### To be done:
Turn the records below into a JSON list of strings, with one string for each line and blank lines skipped.

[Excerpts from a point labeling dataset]
____

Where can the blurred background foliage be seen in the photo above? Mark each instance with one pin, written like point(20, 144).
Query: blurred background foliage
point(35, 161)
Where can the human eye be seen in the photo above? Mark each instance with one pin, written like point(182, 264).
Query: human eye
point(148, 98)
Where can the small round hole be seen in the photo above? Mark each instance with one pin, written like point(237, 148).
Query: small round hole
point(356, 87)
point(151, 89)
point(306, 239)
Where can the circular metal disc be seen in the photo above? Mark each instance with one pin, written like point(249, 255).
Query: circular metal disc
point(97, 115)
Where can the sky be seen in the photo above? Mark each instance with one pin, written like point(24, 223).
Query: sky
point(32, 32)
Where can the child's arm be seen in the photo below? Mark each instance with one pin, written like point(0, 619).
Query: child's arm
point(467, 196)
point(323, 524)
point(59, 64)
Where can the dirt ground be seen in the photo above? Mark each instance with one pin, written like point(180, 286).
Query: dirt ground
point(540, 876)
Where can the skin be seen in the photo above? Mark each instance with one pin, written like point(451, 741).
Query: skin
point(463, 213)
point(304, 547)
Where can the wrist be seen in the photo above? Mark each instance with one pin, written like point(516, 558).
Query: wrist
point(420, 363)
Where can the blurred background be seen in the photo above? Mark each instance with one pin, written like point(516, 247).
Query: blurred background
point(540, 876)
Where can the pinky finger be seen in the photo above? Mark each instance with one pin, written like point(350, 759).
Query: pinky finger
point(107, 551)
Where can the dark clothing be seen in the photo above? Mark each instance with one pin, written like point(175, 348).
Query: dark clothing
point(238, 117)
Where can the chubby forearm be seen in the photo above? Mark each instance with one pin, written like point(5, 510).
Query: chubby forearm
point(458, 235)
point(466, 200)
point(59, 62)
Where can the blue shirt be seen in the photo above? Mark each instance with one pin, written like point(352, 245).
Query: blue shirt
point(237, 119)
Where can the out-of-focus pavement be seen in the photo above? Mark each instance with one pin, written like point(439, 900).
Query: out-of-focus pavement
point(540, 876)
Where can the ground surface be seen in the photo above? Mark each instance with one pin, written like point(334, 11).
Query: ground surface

____

### Answer to the exercise:
[
  "Where can the blurred background foliage be seen in the photo above? Mark each instance with one pin, written like point(20, 144).",
  "Query: blurred background foliage",
  "point(35, 161)",
  "Where can the human eye be seen in the photo above? Mark each instance with one pin, written like point(182, 264).",
  "Query: human eye",
  "point(148, 98)",
  "Where can the small round hole be seen in the photo above? Mark each instance with one pin, written like point(237, 148).",
  "Query: small round hole",
  "point(356, 87)",
  "point(151, 89)",
  "point(306, 239)",
  "Where can the circular metal disc be seen in the photo above? Mark each instance with one pin, written like point(249, 255).",
  "Query: circular metal disc",
  "point(97, 115)",
  "Where can the sky be seen in the photo above? Mark each instance with one pin, written like point(24, 223).",
  "Query: sky",
  "point(32, 32)",
  "Where can the child's arm be seen in the photo below? Mark each instance with one pin, written like point(0, 619).",
  "Query: child's arm",
  "point(467, 196)",
  "point(323, 524)",
  "point(59, 64)",
  "Where can the dirt ground be seen in the photo above? Mark each instance with one pin, written like point(180, 286).",
  "Query: dirt ground",
  "point(540, 876)",
  "Where can the skin be seen in the photo above? Mark each instance with one pin, written like point(451, 741).",
  "Query: skin",
  "point(463, 213)",
  "point(304, 547)",
  "Where can the wrist be seen in the photo above? Mark each instance with one pin, written like point(516, 558).",
  "Query: wrist",
  "point(420, 363)",
  "Where can the blurred background be seen in the photo above? Mark each instance with one pin, written like point(516, 247).",
  "Query: blurred background",
  "point(540, 876)",
  "Where can the pinky finger be seen in the photo above? Mark each instance with one pin, written like point(350, 759).",
  "Query: pinky finger",
  "point(107, 551)",
  "Where can the dark clothing be seen in the photo above? Mark each instance with one pin, written like point(175, 348).",
  "Query: dark clothing",
  "point(238, 117)",
  "Where can the chubby forearm be seen in the photo above? Mark each instance with one pin, written like point(5, 510).",
  "Query: chubby forearm",
  "point(458, 235)",
  "point(466, 200)",
  "point(59, 62)",
  "Where can the blue shirt be seen in the photo above? Mark each instance with one pin, written like point(352, 245).",
  "Query: blue shirt",
  "point(237, 119)",
  "Where can the out-of-focus pavement be seen in the photo above? Mark each instance with one pin, written like point(439, 900).",
  "Query: out-of-focus pavement",
  "point(540, 876)",
  "Where can the ground surface be seen in the photo above? Mark each instance with one pin, written like point(334, 11).",
  "Query: ground surface"
]